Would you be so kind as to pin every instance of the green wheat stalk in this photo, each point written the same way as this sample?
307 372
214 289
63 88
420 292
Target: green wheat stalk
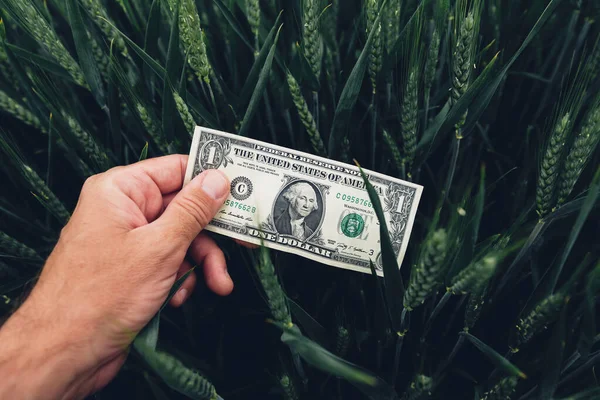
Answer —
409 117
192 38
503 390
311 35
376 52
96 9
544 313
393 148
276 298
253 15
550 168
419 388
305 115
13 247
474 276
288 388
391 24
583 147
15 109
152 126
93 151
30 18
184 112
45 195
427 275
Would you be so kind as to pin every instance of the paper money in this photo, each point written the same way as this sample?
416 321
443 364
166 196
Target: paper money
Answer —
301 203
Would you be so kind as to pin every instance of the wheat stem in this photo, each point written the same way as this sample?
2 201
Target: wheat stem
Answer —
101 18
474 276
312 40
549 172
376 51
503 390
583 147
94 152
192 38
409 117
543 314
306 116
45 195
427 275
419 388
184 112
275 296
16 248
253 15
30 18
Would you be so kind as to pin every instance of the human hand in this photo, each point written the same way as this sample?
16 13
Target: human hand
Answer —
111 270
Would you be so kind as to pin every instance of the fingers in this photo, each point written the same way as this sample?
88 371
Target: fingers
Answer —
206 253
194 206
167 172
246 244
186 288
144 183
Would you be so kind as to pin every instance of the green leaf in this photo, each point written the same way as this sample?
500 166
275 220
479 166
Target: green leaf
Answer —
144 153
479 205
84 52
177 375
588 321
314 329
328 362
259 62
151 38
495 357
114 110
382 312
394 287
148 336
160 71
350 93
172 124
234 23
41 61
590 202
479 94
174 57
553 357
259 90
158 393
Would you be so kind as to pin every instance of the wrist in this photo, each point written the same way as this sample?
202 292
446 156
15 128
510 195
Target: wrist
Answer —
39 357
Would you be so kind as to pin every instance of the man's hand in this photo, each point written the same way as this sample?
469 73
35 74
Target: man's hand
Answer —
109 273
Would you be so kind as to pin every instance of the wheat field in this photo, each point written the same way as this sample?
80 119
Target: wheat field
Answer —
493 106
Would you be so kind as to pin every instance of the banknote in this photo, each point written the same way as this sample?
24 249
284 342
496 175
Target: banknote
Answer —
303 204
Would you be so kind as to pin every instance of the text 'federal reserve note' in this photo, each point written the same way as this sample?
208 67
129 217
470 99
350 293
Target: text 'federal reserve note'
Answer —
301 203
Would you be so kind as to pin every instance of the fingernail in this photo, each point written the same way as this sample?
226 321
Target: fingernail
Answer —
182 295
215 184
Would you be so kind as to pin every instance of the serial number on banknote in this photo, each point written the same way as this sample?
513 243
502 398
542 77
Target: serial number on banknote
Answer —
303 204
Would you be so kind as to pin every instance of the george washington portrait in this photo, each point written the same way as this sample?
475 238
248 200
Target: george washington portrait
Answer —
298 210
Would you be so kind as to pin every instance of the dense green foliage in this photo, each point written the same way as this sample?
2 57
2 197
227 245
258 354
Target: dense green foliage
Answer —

========

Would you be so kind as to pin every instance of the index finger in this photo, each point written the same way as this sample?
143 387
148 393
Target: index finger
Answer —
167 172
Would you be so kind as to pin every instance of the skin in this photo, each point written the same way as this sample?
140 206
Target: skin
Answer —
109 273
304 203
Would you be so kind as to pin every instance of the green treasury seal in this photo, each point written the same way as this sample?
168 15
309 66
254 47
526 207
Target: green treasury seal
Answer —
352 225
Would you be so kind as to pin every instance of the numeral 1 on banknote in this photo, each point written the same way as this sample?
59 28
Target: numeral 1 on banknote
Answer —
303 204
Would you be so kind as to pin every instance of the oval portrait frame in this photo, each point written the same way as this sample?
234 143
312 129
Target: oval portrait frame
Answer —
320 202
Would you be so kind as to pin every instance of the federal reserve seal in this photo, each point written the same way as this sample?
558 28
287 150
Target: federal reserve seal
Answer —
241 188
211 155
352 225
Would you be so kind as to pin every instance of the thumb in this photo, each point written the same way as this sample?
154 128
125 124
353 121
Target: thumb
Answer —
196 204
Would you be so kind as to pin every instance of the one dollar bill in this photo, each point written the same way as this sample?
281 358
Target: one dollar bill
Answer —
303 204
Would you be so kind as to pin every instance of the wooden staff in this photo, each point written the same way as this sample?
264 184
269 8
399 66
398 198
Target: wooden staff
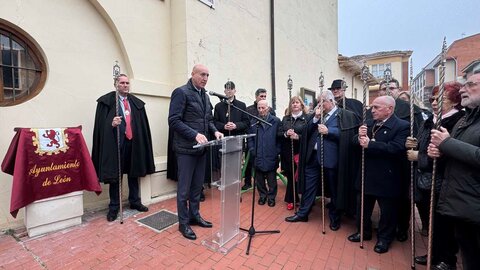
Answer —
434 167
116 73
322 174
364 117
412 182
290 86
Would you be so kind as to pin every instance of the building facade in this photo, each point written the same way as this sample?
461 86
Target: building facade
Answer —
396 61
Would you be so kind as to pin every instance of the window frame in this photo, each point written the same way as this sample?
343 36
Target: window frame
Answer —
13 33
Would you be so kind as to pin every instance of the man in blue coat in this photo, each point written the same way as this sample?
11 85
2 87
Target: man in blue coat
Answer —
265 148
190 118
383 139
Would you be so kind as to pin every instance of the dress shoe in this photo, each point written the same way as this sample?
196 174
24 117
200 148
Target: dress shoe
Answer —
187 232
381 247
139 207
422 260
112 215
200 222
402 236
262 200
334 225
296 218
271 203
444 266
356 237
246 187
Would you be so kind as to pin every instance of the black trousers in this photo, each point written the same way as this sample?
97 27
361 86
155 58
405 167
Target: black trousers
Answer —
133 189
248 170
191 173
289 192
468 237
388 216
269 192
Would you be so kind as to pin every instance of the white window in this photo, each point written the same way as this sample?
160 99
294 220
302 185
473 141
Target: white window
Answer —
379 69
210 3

========

Copy out every line of the records that contains the string "white". Case matters, so a line with a different capitalization does not count.

Would you be so kind as to pin every instance of the white window in this photo, each point written the same way as this sample?
Target: white window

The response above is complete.